• **Requisitos**
Enumera, copiándolas, todas las líneas de los registros que contienen la cadena "strap". Ten en cuenta que se distinguen mayúsculas y minúsculas.

• **Registros**
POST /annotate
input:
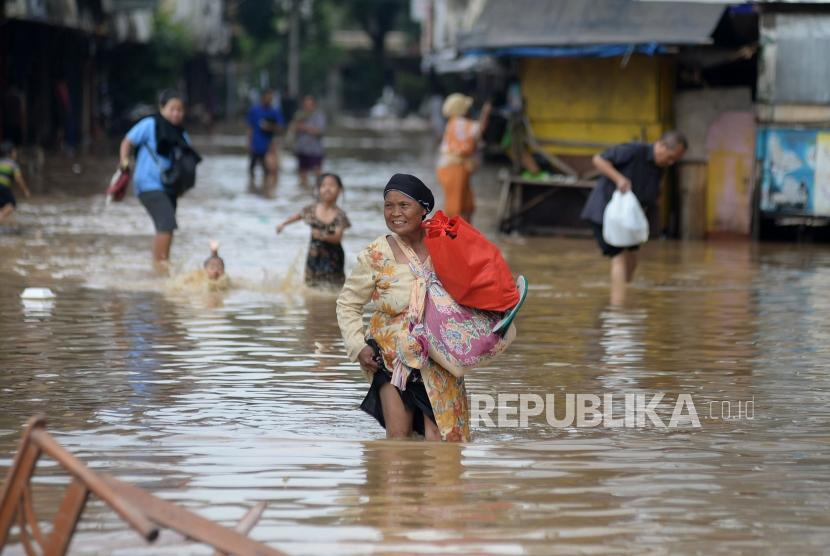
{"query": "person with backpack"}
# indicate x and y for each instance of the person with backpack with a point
(165, 167)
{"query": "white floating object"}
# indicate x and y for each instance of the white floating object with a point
(37, 293)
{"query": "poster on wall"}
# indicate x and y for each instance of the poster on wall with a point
(796, 171)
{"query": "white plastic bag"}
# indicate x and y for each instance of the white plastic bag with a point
(624, 224)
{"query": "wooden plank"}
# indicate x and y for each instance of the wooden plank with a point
(18, 477)
(191, 525)
(247, 522)
(65, 522)
(96, 484)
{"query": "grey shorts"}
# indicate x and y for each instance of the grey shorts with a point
(161, 207)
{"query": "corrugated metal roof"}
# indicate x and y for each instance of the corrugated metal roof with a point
(512, 23)
(796, 67)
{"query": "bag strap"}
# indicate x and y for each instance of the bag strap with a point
(149, 150)
(408, 252)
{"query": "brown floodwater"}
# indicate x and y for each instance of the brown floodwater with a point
(218, 400)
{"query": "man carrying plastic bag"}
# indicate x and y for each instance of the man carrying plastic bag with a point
(630, 168)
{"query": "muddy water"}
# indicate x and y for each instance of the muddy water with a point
(220, 400)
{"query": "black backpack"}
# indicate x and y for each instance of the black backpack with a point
(181, 175)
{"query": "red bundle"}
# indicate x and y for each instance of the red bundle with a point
(469, 266)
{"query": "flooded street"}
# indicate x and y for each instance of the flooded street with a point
(220, 400)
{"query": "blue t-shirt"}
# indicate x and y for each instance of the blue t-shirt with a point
(147, 174)
(261, 139)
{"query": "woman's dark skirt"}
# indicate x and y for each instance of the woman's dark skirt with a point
(324, 265)
(414, 398)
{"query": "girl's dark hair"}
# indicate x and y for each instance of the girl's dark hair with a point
(330, 175)
(6, 148)
(169, 94)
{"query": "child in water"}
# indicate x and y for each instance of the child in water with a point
(324, 265)
(10, 174)
(211, 276)
(214, 265)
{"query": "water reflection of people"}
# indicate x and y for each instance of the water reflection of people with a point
(159, 135)
(407, 484)
(429, 400)
(10, 174)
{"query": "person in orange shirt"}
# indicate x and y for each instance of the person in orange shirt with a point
(456, 162)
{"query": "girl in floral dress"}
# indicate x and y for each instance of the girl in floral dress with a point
(324, 265)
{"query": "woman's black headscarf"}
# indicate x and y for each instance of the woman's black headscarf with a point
(411, 186)
(168, 135)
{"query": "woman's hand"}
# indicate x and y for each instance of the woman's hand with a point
(366, 358)
(623, 184)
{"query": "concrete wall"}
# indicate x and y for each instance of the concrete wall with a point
(695, 112)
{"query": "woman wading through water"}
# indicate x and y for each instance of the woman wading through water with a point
(429, 399)
(154, 139)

• **Resultado**
{"query": "bag strap"}
# indicate x and y for each instance of the bag strap with a point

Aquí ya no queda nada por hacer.